RECORDS Start Marker

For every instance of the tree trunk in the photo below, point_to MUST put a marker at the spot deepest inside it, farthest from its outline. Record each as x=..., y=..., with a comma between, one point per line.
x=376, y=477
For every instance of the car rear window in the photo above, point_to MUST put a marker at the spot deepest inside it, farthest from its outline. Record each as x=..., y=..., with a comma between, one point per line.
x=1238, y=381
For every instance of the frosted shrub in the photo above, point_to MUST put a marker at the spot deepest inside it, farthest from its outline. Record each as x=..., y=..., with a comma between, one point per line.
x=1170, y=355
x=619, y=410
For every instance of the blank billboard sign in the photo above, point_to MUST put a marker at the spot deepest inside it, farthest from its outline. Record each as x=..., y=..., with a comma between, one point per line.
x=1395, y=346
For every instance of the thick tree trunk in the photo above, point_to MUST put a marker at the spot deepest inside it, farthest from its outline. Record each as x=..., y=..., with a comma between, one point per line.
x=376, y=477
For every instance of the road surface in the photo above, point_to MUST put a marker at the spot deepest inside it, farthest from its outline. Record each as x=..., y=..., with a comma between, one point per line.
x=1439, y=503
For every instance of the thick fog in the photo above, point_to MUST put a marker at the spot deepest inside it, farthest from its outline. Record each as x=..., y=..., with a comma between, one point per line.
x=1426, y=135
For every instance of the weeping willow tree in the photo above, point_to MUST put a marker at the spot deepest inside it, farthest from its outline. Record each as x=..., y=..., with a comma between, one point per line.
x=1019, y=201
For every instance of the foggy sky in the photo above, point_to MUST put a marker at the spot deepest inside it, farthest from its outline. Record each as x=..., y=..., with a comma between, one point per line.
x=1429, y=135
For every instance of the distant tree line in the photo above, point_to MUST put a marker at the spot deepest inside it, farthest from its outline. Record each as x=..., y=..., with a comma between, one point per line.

RECORDS End Marker

Without altering a single character, write out every record above.

*SOLUTION TO THIS TASK:*
For every instance of the tree trunk in the photo below, point_to MUST put a marker at the spot deepest inside it, farthest from its outline. Record each as x=..., y=..., with a comma between, one point per line.
x=376, y=477
For every instance of the car rear window in the photo above, point_to MUST put a marker at the spot deepest inside it, farthest from its outline. Record each as x=..., y=..., with a comma between, one point per line.
x=1238, y=381
For every instance of the frosted shrub in the photo above, point_to MUST put a marker at the spot deepest inside it, farthest from its outline. Record each as x=..., y=..., with a comma between, one point per line.
x=1170, y=355
x=619, y=410
For every instance of the blank billboard sign in the photo above, point_to MUST put a marker at the spot deepest inside it, farthest from its outline. Record each as x=..., y=..., with a comma between, one point per line.
x=1395, y=346
For every instance of the thick tree trunk in the photo above, point_to MUST put a marker at the spot deepest inside it, farthest from its outline. Record each as x=..., y=..., with a comma between, one point per line.
x=376, y=477
For every instance of the road surface in the photo above, point_to MUST put a marker at the spot deepest inside it, farthest from its outline. Record each as x=..., y=..., with a comma between, one point per line.
x=1439, y=503
For every instance of the thick fog in the photo above, point_to MUST put a marker at the spot deepest inside it, farthest from its outline. Record each as x=..., y=..., with a comma between, one point per line.
x=1426, y=135
For every instance of the weeping willow tree in the photo above, point_to MUST put a marker at the spot deepest inside it, farthest from its outline. Record each as x=..., y=..., with a comma between, one point per line.
x=1019, y=201
For every instance of the foggy sky in the photo above, point_to MUST put a marker at the spot deepest inside it, farthest from its outline. Record each as x=..., y=..., with a comma between, one point per line.
x=1429, y=135
For every instance of the distant tree line in the photo above, point_to MUST put a marker at the spot deepest inside it, farthest from its outline. Record each as x=..., y=..., with a comma between, one point per line.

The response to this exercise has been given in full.